__PROBLEM REQUIREMENTS__:
Pick out every line in the items below that contains the word "hanging", and copy those lines. Matching is case-sensitive.

__DATA TO USE__:
════════

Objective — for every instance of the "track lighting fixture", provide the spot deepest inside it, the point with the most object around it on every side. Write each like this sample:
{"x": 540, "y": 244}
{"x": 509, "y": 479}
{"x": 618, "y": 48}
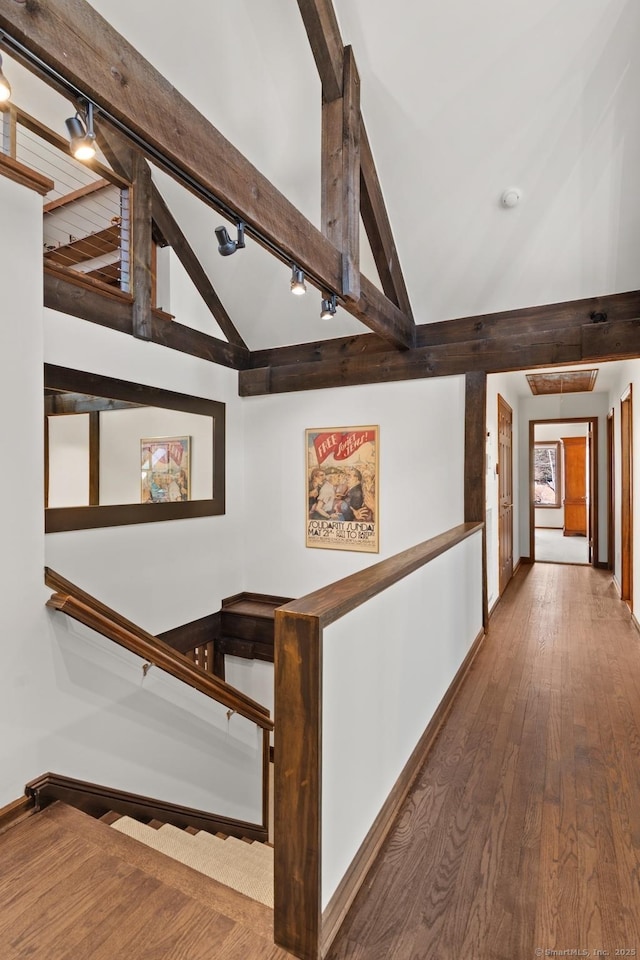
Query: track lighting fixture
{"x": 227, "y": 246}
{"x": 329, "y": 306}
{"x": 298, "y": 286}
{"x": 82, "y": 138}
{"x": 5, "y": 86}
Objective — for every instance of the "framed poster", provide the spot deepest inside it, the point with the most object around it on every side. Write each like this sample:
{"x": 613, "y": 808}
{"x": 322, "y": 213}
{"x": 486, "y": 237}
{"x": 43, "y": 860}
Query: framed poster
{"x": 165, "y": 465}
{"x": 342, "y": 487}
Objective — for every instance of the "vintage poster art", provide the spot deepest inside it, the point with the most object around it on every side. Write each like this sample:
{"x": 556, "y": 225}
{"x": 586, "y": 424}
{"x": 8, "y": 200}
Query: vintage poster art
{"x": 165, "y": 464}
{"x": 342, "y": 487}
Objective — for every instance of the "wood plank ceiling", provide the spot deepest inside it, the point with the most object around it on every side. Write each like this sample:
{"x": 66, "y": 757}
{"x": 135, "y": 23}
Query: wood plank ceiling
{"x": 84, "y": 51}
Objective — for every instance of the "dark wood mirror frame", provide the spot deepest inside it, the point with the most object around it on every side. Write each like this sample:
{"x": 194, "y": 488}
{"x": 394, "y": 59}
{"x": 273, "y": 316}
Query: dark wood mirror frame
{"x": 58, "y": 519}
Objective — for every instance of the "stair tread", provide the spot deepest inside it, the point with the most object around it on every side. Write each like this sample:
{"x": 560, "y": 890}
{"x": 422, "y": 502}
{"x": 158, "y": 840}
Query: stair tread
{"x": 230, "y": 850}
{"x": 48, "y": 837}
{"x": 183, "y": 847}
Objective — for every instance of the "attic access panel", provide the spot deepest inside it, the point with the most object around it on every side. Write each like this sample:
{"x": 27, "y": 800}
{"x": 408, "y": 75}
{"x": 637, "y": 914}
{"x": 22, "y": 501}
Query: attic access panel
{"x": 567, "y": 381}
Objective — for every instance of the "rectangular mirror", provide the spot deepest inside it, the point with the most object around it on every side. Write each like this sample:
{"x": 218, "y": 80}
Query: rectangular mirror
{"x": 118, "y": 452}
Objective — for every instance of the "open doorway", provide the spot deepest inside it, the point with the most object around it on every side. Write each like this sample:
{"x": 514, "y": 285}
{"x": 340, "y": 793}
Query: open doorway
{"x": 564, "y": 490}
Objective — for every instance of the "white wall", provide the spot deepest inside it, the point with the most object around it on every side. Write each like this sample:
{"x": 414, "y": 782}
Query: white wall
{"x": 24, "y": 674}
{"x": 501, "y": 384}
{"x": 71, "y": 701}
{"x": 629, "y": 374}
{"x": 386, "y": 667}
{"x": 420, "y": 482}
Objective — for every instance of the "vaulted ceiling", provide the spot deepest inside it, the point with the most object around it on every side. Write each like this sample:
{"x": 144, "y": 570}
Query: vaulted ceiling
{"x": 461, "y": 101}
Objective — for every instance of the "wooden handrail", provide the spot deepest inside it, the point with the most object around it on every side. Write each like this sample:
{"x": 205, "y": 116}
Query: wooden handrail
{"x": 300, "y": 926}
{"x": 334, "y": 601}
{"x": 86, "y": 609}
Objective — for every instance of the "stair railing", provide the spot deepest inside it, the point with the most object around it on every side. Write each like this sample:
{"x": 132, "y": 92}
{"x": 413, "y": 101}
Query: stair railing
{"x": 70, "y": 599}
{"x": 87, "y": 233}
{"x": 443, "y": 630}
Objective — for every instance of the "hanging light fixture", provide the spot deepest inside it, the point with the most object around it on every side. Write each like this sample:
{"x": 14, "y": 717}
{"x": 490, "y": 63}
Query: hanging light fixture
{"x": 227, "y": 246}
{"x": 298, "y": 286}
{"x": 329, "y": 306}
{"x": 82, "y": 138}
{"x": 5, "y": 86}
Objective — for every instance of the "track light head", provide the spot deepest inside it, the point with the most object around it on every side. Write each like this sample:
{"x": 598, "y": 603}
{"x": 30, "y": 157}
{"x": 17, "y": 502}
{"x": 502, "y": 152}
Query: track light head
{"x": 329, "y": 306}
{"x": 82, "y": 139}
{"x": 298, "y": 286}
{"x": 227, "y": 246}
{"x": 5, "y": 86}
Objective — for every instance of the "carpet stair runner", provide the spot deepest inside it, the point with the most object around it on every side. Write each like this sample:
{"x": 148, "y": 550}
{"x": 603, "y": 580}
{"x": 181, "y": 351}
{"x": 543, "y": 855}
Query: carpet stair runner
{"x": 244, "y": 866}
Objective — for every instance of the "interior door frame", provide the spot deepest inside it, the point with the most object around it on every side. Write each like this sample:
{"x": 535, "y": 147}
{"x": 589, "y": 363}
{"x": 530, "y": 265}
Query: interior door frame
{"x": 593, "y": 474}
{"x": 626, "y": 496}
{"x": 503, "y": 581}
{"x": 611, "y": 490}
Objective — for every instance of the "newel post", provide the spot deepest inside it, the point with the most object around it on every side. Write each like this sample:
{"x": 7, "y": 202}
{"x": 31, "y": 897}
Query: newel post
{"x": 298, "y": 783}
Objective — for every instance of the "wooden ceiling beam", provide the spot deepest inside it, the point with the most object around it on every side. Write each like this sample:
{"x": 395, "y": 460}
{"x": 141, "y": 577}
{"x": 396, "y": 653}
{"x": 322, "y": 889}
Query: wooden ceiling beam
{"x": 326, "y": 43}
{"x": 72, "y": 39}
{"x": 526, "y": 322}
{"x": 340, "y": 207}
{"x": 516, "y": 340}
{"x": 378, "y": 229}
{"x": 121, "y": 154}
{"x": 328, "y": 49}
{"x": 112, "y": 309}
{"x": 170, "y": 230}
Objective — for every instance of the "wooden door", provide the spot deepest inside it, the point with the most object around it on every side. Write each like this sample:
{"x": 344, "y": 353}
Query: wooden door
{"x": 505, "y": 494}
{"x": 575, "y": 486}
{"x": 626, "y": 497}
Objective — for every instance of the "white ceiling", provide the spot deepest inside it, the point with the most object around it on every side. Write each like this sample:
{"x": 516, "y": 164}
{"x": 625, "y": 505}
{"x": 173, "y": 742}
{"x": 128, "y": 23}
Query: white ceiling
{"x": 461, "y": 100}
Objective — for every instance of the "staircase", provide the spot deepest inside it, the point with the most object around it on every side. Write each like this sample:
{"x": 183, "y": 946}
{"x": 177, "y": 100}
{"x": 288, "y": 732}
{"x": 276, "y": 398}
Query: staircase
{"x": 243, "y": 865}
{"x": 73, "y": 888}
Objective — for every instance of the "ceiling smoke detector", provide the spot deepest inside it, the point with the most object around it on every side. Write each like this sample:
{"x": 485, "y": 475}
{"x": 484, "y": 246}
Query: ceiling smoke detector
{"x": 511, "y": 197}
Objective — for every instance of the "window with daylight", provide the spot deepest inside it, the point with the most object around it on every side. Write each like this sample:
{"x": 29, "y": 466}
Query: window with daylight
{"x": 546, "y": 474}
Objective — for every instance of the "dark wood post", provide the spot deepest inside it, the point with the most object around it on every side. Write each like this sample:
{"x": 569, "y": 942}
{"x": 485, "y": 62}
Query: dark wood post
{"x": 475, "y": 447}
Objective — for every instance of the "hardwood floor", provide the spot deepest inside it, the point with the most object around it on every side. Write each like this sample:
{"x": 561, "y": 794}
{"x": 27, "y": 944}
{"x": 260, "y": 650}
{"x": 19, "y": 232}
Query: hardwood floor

════════

__SOLUTION FOR THIS PROBLEM__:
Objective — for every instance of the "hanging light fixture", provide the spot deepest inside it, the point with the most object around it on every side. Write each like this sample:
Query: hanging light fixture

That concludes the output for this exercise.